A TAREFA:
Edite as linhas abaixo, trocando "building exterior wall" por "building facade" e mantendo todo o resto igual.

INFORMAÇÕES EXTRAÍDAS:
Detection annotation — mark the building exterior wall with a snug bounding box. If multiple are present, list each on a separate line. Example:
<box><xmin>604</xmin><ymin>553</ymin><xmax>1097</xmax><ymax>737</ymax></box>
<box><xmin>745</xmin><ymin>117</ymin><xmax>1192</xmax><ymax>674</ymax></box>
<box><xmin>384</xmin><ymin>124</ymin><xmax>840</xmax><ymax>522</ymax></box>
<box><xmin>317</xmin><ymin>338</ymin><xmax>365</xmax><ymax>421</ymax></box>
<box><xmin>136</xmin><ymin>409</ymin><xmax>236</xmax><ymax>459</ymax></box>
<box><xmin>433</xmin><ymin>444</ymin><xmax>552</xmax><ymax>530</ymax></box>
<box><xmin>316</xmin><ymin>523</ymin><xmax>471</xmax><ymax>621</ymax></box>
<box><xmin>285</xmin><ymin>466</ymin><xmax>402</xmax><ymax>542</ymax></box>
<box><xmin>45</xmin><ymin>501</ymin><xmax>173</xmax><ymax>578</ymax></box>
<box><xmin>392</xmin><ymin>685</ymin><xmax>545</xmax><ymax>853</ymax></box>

RESULTADO DO EXERCÍCIO:
Detection annotation — mark the building facade with a snug bounding box. If multiple are present, list each on a separate line. Example:
<box><xmin>604</xmin><ymin>553</ymin><xmax>1097</xmax><ymax>737</ymax></box>
<box><xmin>745</xmin><ymin>117</ymin><xmax>1192</xmax><ymax>674</ymax></box>
<box><xmin>384</xmin><ymin>124</ymin><xmax>840</xmax><ymax>522</ymax></box>
<box><xmin>317</xmin><ymin>338</ymin><xmax>365</xmax><ymax>421</ymax></box>
<box><xmin>136</xmin><ymin>409</ymin><xmax>236</xmax><ymax>459</ymax></box>
<box><xmin>433</xmin><ymin>444</ymin><xmax>552</xmax><ymax>530</ymax></box>
<box><xmin>316</xmin><ymin>523</ymin><xmax>471</xmax><ymax>621</ymax></box>
<box><xmin>285</xmin><ymin>466</ymin><xmax>402</xmax><ymax>542</ymax></box>
<box><xmin>45</xmin><ymin>501</ymin><xmax>173</xmax><ymax>578</ymax></box>
<box><xmin>392</xmin><ymin>685</ymin><xmax>545</xmax><ymax>853</ymax></box>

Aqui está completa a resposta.